Dataset entries:
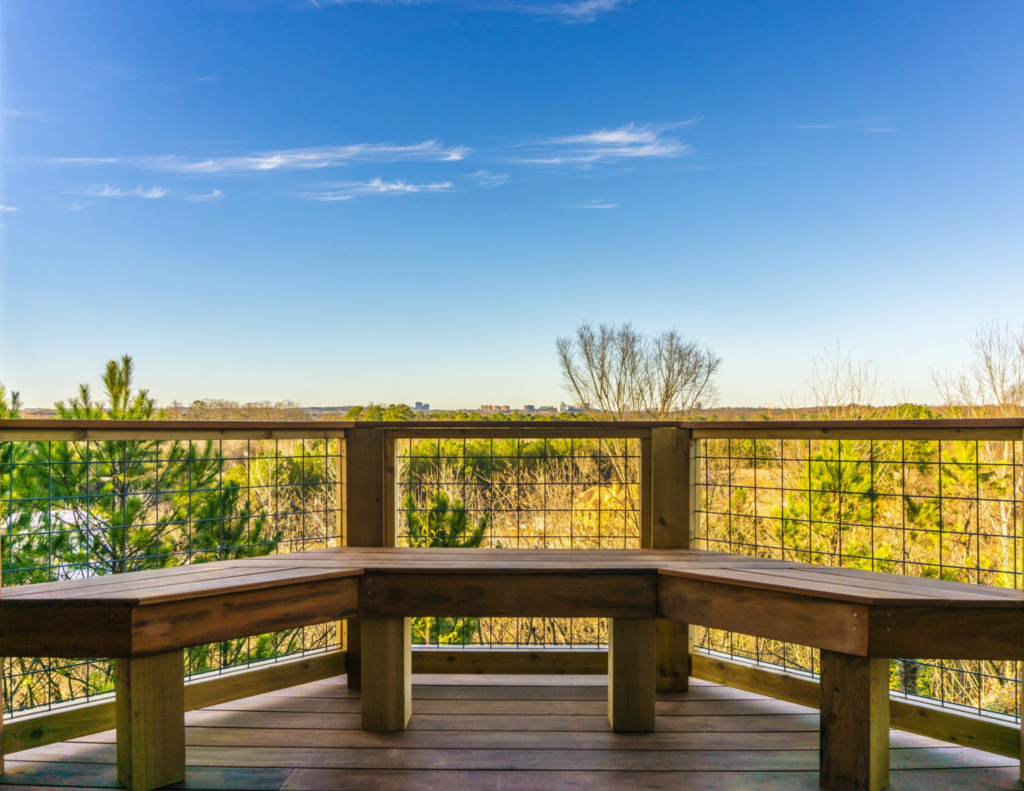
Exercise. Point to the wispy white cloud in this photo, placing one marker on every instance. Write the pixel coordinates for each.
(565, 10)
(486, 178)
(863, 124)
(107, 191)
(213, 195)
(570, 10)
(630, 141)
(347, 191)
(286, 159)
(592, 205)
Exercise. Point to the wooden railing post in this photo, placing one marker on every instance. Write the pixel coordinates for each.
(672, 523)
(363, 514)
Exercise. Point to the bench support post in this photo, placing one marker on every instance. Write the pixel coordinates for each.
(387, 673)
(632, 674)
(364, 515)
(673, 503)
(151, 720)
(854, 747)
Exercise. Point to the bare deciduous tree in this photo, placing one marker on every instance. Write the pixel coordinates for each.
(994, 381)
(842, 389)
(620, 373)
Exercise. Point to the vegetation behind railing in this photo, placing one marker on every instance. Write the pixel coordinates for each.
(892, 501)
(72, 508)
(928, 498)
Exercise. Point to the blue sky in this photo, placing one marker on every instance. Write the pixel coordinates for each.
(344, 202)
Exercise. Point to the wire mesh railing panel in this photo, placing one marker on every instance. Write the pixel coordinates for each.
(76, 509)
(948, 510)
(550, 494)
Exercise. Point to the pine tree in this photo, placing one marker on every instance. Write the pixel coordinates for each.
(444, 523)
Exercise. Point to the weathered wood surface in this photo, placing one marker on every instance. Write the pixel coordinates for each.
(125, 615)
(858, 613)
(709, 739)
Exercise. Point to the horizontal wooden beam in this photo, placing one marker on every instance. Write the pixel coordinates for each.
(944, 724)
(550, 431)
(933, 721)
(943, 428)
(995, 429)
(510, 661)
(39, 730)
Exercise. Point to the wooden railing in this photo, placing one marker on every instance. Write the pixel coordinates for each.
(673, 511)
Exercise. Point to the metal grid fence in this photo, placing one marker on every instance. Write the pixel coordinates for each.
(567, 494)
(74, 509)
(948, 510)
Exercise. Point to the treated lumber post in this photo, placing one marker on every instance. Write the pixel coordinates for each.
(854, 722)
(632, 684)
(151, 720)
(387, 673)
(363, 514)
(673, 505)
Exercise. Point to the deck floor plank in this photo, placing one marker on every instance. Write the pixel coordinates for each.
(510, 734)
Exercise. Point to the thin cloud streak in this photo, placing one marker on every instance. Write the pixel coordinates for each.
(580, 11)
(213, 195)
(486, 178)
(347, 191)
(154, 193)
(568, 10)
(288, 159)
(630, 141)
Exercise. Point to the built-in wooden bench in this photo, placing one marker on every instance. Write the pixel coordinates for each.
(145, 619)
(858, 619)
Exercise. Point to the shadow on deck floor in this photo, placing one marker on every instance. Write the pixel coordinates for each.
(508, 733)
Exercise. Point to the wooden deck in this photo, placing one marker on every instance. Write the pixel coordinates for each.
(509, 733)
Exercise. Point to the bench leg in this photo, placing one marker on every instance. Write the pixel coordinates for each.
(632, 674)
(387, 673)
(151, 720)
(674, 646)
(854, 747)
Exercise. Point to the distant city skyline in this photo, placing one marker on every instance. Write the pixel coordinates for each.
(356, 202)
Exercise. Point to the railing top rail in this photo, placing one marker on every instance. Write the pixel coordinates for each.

▶ _WHAT IS NEEDED_
Although the records above contain pictures, your copy should give only their text, exactly as written.

▶ _RESPONSE BELOW_
Exercise. Point to the wispy white cloud in this photo, placing one marker on every instance. Write the pixel coordinates for each.
(565, 10)
(486, 178)
(863, 124)
(107, 191)
(213, 195)
(570, 10)
(630, 141)
(347, 191)
(286, 159)
(592, 205)
Exercise. Point to the wooden railing post in this photo, placing one marker on every instance. Write the pixel coordinates for each.
(672, 523)
(363, 514)
Exercise. Point to the bench support post in this photo, placing one marker on every instance. Write the pixel coordinates for each.
(387, 673)
(632, 674)
(364, 515)
(673, 503)
(151, 720)
(854, 747)
Exercise. Point to the bare deciduous tree in this photo, placing one marker on every instance. Write the pixel coordinates for each.
(994, 381)
(842, 389)
(620, 373)
Exercise. Point to the vegetation behind railing in this photo, placing one marker on every instance. Write the pixel coordinates for each.
(892, 501)
(72, 508)
(928, 498)
Exercise. Point to the blue sky in this photo, placing one marker on every instance. Write the pixel coordinates for each.
(344, 202)
Exercise. Point to the wire mesh railing panel in this photo, placing one marker on every instance. Write the pixel coordinates for each.
(76, 509)
(948, 510)
(550, 494)
Exercise. Point to the pine tree in this photo, placing one marker on every instance. Write the pixel coordinates for each.
(444, 523)
Exercise. Point to the weathered wood surface in this photo, placing one marker on every instance. Write the pixel coordinates for each.
(125, 615)
(858, 613)
(709, 739)
Exercise. Point to the horizontal wooden beam in this photo, placing one marker on every instance. Write the pixel coordinates for each.
(944, 724)
(550, 431)
(933, 721)
(943, 428)
(995, 429)
(510, 661)
(39, 730)
Exercise. Point to the wooden railing in this photo, placing one marker on every instance. Write the pixel coordinates for each.
(673, 511)
Exercise. Point to the metal grid fence in this photo, placing one marker on every instance. Write the pixel coordinates for each.
(567, 494)
(74, 509)
(948, 510)
Exercise. Point to the treated lumber post in this photo, placing one marker on every instance. Write the pixel coordinates for each.
(854, 722)
(632, 684)
(151, 720)
(387, 673)
(363, 514)
(673, 505)
Exercise. Point to the deck floor plank in this photo, placing one marker on every instance. Write the pixel coordinates for each.
(510, 734)
Exercise. Point to the thin cloud streak in this photo, placing one marker on every instance. Write the pixel coordinates for each.
(580, 11)
(213, 195)
(486, 178)
(347, 191)
(154, 193)
(568, 10)
(288, 159)
(630, 141)
Exercise. Point to the built-in wooden bench in this photo, placing one marker on every instance. Write the pixel coordinates for each.
(145, 619)
(858, 619)
Exercise. Point to the shadow on deck floor in this photo, placing one marker on every instance. Write the pixel coordinates for each.
(508, 733)
Exercise. Point to the wooden deck in this photo, placing one marker on every instance. Write the pixel coordinates for each.
(509, 733)
Exercise. Point to the bench leg in this photo, placing one marker on every instance. Write the pixel coordinates for each.
(632, 674)
(387, 673)
(151, 720)
(674, 646)
(854, 747)
Exercise. Point to the distant city skyline in this photo, placing one marker on every instance. Write the pixel coordinates for each.
(356, 202)
Exercise. Point to the railing top rail in this photo, placing one marker on every instance. Write the pixel coordinates for each.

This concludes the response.